### Task objective:
Starting from the line that holds "Indicate the second", print every line through the end of the records, first and last included.

Data excerpts:
┄┄┄┄┄┄┄┄┄┄┄┄┄┄┄┄┄┄┄┄
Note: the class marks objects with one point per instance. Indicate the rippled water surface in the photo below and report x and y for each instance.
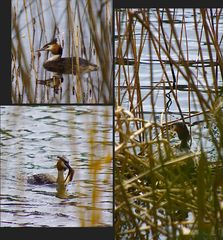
(32, 137)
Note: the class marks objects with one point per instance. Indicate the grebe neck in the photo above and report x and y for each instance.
(60, 177)
(54, 58)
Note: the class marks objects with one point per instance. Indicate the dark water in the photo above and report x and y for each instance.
(189, 46)
(32, 137)
(53, 16)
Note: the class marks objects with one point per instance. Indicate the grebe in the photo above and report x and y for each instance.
(65, 65)
(62, 165)
(183, 134)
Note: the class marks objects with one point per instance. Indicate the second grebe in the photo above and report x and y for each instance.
(67, 65)
(62, 165)
(183, 134)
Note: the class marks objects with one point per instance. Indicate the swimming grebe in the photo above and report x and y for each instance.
(65, 65)
(183, 134)
(62, 165)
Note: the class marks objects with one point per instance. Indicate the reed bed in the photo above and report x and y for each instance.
(158, 193)
(83, 29)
┄┄┄┄┄┄┄┄┄┄┄┄┄┄┄┄┄┄┄┄
### Result for this exercise:
Note: the class marks objects with one point per instance. Indicate the second grebe in the photo above and report x and y for each instance.
(67, 65)
(62, 165)
(183, 134)
Note: the class marks objects with one point per instance. Indicate the swimming grebe in the photo above and report x and y for each instance.
(65, 65)
(183, 134)
(62, 165)
Note: the class marks objects with one point per instance. Indicate the reed bed in the photo above and report x and y for each instance.
(158, 193)
(83, 29)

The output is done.